• _Aim A_:
From the excerpt on Spain's economy and migration, list every place of origin it gives for the migrants who filled jobs in Spain last year.
• _Aim B_:
Write the next few sentences of the excerpt on Spain's economy and migration, picking up after its final sentence.

• _Excerpt_:

High rates of migration have allowed Spain to take advantage, and push unemployment levels to the lowest in 15 years, as migrants filled skills shortages in a labour market where the working-age population is rapidly ageing.
Other positive economic factors have been Spain’s abundance of wind and solar renewable energy that has helped to keep power costs low.
As hardline views on migration become entrenched across Europe, recent reports have focused on Spain exceptionalism.
“One remarkable facet of Spain’s recent performance has been the role of immigration. 2022 saw the highest net migration in 10 years, at close to three-quarters of a million individuals,” economists from JPMorgan said in a recent research report.
One effect was that the working-age population nearly doubled compared with other countries in western Europe.
Of the 468,000 jobs created across Spain last year, roughly 409,000 were filled by migrants or people with dual nationality, many of them from Latin America, but also from across Europe and Africa.

• _Material shown_:
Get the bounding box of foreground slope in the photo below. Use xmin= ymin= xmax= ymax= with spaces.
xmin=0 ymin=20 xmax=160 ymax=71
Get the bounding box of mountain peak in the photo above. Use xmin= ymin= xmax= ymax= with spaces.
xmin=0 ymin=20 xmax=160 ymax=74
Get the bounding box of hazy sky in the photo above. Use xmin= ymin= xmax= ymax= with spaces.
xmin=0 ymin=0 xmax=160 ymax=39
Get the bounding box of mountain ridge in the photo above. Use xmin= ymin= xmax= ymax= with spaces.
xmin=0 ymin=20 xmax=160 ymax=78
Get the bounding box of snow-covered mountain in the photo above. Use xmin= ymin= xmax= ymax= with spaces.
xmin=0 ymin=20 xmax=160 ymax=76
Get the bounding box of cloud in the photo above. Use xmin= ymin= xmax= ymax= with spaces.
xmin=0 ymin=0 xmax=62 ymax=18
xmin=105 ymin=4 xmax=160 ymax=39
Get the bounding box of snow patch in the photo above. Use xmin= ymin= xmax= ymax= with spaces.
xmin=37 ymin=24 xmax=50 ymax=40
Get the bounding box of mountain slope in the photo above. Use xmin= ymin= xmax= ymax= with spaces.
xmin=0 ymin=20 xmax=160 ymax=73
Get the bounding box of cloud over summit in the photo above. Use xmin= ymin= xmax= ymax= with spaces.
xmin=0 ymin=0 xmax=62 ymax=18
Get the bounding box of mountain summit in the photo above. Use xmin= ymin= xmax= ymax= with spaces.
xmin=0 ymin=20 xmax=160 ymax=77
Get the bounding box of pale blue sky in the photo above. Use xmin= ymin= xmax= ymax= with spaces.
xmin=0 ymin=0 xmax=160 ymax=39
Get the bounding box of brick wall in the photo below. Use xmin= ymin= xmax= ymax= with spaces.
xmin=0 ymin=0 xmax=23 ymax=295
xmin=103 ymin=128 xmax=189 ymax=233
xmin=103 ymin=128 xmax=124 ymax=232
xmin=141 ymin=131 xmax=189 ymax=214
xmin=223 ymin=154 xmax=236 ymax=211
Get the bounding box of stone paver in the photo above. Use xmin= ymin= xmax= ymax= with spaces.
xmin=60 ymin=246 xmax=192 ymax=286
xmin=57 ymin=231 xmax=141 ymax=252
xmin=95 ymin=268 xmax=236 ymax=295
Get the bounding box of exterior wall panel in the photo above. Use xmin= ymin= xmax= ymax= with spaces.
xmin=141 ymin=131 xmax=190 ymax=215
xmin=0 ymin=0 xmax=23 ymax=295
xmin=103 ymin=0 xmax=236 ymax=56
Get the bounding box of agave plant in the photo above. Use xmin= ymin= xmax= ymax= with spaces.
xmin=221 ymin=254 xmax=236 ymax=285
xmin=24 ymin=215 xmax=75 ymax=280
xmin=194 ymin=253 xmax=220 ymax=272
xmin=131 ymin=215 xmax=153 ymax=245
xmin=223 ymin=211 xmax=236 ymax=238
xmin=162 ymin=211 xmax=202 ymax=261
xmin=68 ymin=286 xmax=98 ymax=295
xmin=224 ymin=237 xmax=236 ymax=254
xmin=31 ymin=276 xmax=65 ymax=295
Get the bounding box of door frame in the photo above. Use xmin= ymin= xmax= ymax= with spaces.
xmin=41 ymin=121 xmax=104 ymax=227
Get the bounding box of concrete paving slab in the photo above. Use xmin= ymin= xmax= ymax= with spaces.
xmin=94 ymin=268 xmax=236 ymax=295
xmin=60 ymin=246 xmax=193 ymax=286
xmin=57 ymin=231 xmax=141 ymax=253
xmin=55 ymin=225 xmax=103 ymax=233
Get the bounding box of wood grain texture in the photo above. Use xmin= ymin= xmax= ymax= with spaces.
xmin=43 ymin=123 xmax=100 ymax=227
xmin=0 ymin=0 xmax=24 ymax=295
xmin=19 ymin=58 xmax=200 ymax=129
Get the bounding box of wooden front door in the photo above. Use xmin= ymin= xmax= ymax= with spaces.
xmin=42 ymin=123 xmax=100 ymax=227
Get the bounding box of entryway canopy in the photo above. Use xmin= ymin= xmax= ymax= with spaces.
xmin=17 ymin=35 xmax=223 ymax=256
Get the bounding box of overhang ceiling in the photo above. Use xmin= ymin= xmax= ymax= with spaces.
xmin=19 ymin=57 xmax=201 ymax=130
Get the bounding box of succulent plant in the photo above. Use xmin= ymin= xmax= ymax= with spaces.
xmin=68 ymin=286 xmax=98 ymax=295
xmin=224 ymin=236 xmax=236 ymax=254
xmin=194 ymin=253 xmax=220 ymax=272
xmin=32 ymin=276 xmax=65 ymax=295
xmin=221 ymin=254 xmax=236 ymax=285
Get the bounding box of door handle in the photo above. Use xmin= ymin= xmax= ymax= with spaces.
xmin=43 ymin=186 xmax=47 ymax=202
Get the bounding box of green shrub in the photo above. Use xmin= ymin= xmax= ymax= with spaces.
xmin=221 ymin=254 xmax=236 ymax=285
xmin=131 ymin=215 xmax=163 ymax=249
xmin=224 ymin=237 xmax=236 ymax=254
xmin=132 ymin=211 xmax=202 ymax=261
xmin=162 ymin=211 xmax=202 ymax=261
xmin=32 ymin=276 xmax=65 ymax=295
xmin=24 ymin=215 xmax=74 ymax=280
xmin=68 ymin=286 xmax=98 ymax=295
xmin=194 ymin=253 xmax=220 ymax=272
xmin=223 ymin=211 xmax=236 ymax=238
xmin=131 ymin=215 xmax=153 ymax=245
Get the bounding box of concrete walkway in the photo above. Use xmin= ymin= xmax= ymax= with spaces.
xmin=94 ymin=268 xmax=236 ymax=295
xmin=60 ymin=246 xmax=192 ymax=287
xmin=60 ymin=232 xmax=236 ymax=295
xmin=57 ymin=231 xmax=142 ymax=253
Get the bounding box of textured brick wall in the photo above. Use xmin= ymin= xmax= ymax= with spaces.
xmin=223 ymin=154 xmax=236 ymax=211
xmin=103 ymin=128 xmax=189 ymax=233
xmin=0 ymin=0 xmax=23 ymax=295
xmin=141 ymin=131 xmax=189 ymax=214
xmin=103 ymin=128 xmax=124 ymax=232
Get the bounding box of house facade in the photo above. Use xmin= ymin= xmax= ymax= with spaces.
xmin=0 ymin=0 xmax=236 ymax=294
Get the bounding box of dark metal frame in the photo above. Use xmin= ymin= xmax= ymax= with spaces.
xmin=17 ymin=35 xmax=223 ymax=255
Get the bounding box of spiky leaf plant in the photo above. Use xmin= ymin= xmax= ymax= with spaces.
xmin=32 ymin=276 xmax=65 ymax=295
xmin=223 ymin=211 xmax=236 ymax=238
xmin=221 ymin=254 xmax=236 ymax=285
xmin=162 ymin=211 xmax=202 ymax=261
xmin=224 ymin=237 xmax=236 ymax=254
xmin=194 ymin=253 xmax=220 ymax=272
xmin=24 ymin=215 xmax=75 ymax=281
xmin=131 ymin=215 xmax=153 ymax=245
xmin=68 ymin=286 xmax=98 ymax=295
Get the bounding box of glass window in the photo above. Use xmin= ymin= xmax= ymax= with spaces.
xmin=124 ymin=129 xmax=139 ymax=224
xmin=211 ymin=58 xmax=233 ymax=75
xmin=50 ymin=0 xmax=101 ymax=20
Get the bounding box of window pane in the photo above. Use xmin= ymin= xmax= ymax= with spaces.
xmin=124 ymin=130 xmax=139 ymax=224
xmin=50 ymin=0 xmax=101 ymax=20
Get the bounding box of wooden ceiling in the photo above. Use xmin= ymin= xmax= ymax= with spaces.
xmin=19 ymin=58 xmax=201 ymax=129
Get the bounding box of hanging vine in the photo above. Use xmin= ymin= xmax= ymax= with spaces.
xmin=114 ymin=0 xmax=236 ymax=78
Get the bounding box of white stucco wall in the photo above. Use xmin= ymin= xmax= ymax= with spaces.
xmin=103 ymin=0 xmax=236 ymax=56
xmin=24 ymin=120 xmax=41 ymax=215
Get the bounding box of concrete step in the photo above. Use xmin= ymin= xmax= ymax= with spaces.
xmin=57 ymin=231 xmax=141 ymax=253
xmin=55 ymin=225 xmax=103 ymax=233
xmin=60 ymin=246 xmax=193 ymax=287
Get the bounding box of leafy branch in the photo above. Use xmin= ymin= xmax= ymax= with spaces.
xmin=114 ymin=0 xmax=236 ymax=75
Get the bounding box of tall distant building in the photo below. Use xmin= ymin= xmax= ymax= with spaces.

• _Exercise response A_:
Latin America, Europe, Africa

• _Exercise response B_:
“Overall, Bank of Spain analysis suggests immigration contributed over 20% to the near 3 per cent GDP per capita income growth during 2022-2024,” the JPMorgan report said.
The Spanish result comes as across Europe, right-wing political parties attempt to attract votes by ramping up hostility towards migrants.
At the same time, ageing populations are shrinking the pool of workers who can pay for pensions and support the welfare states of most OECD countries.
Several studies carried out across Europe and the US have long demonstrated the economic benefits of well-managed migration.
Migration has been shown to be positive for productivity and income per capita in the long term with migrants contributing more in income tax and social contributions than they receive in benefits in all OECD countries.